--- Text block ---
★ ★ ★ ★ ★
# [luatex] No hyphenation when \lccodes zero with explicit hyphens

Hans Hagen pragma at wxs.nl
Sun May 15 13:20:01 CEST 2016

On 5/14/2016 6:07 PM, Ulrike Fischer wrote:
> Am Sat, 14 May 2016 16:35:32 +0200 schrieb Hans Hagen:
>
>>>
>>> Your version is too old. But I still see the issue in the newest
>>> luatex from TL2016 pretest. So I would say it has not been fixed.
>>
>> luatex has \hjcode for this (it initializes from lccodes but from then
>> on works with hjcodes thereby untangling character casing from hyphenation)
>
> Changing the \hjcode enables the hyphenation (like changing the
> \lccode) but this doesn't answer the question if it is deliberate
> that there is no global hyphenation point after the hyphen.
>
> Do I have to set all \hjcodes to be able to get an break after an
> hyphen?

there are several things happening:

(1) The hyphen char is only looked at when there is a valid (in terms of
subtype, language and hjcode) character left of it; this all relates to
the split in stages, language and hyphenation properties carried with
glyphs, language specific hyphens etc. This is how luatex works.

(2) The word start is determined by checks against node types.

(3) The same is true for word ends.

So, this is why

\parindent0pt \hsize=1.1cm
12-34-56 \par
12-34-\hbox{56} \par
12-34-\vrule width 1em height 1.5ex \par
12-\hbox{34}-56 \par
12-\vrule width 1em height 1.5ex-56 \par
\hjcode\1=\1 \hjcode\2=\2 \hjcode\3=\3 \hjcode\4=\4
\vskip.5cm
12-34-56 \par
12-34-\hbox{56} \par
12-34-\vrule width 1em height 1.5ex \par
12-\hbox{34}-56 \par
12-\vrule width 1em height 1.5ex-56 \par

gives different results than in pdftex.
★ ★ ★ ★ ★
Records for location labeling
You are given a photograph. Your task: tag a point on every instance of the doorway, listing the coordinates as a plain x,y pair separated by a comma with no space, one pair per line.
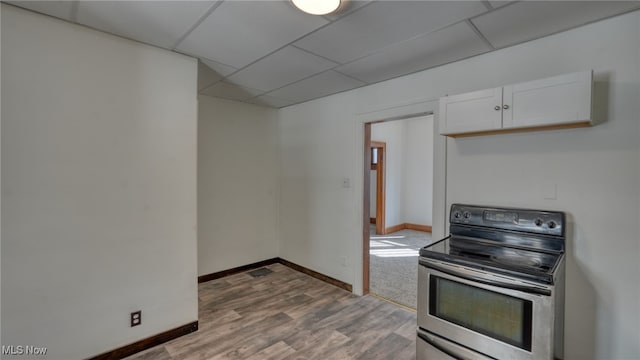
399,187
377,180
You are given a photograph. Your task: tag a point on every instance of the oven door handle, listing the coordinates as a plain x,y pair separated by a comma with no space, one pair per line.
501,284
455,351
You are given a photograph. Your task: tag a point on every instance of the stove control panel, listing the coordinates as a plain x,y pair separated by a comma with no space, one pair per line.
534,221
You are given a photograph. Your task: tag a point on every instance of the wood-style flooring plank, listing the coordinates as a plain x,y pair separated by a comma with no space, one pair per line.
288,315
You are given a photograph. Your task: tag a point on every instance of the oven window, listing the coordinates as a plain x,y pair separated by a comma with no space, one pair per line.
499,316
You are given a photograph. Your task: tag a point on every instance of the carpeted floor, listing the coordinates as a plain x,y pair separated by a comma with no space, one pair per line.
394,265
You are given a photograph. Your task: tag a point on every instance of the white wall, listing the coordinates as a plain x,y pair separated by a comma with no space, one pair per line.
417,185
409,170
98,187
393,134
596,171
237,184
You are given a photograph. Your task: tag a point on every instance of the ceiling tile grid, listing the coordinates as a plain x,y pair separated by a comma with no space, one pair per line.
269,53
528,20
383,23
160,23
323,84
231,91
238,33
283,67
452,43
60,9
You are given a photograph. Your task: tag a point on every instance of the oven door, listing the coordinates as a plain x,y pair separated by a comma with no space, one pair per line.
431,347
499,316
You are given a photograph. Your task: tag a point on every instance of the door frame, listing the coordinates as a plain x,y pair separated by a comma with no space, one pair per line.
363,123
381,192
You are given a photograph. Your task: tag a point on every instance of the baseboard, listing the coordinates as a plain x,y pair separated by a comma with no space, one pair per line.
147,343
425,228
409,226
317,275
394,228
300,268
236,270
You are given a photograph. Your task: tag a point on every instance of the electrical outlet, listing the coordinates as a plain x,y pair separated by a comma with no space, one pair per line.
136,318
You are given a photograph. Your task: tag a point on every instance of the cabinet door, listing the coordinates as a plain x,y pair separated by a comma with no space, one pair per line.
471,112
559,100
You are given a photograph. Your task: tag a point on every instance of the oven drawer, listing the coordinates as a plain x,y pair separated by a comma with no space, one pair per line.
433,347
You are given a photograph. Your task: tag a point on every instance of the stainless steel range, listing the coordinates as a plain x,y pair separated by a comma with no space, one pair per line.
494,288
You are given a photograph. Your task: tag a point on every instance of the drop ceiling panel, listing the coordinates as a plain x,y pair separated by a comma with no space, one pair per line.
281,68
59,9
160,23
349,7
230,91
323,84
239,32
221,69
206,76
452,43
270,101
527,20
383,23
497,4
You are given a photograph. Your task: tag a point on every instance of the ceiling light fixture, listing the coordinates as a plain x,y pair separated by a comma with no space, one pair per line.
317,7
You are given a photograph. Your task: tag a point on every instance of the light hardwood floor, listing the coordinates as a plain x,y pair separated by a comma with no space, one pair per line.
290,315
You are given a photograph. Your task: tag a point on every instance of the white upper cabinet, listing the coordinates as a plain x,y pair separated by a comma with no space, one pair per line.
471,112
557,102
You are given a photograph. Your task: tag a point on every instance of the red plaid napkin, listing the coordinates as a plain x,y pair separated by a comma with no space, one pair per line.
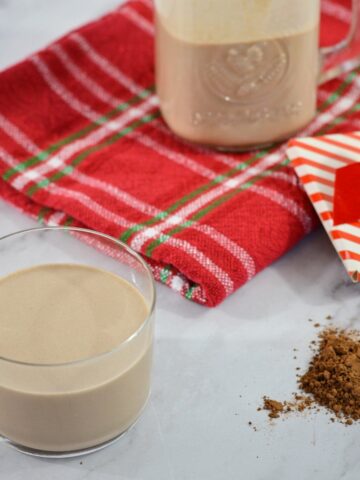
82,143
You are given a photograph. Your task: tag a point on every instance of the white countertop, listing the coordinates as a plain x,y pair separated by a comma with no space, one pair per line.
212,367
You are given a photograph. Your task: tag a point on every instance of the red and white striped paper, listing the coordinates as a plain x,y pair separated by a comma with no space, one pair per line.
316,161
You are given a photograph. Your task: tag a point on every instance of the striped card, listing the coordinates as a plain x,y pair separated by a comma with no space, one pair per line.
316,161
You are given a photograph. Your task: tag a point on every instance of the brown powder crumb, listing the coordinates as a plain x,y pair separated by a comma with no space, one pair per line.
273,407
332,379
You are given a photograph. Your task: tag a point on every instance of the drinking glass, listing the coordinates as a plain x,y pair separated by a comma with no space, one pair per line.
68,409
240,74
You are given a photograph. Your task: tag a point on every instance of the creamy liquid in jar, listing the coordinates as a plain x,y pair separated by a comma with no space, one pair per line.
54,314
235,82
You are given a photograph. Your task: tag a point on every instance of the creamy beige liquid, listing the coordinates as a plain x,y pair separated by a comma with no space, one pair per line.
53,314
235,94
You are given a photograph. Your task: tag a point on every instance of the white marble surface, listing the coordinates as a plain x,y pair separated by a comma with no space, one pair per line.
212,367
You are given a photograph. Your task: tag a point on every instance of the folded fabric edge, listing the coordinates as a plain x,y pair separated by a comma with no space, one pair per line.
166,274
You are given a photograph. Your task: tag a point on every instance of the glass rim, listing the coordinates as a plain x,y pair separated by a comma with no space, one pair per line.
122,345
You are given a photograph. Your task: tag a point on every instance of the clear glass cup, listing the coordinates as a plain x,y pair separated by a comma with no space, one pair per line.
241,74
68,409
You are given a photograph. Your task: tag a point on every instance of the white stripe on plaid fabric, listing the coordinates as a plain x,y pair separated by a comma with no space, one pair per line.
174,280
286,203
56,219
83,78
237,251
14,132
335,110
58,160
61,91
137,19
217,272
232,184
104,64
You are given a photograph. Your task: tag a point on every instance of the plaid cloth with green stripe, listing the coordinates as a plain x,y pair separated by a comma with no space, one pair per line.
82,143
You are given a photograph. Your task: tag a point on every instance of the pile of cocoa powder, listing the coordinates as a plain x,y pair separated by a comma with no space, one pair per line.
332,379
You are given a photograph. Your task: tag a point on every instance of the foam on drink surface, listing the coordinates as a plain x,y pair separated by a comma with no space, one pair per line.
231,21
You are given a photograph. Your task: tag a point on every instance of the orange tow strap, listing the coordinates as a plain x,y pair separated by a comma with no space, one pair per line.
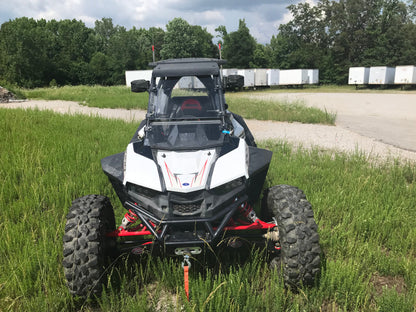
★ ★ ★ ★ ★
--- Task to carry out ---
Please answer from the luatex hyphenation thread: when does luatex look at the hyphen char?

--- Complete response ---
Only when there is a valid character to its left, valid in terms of subtype, language and hjcode.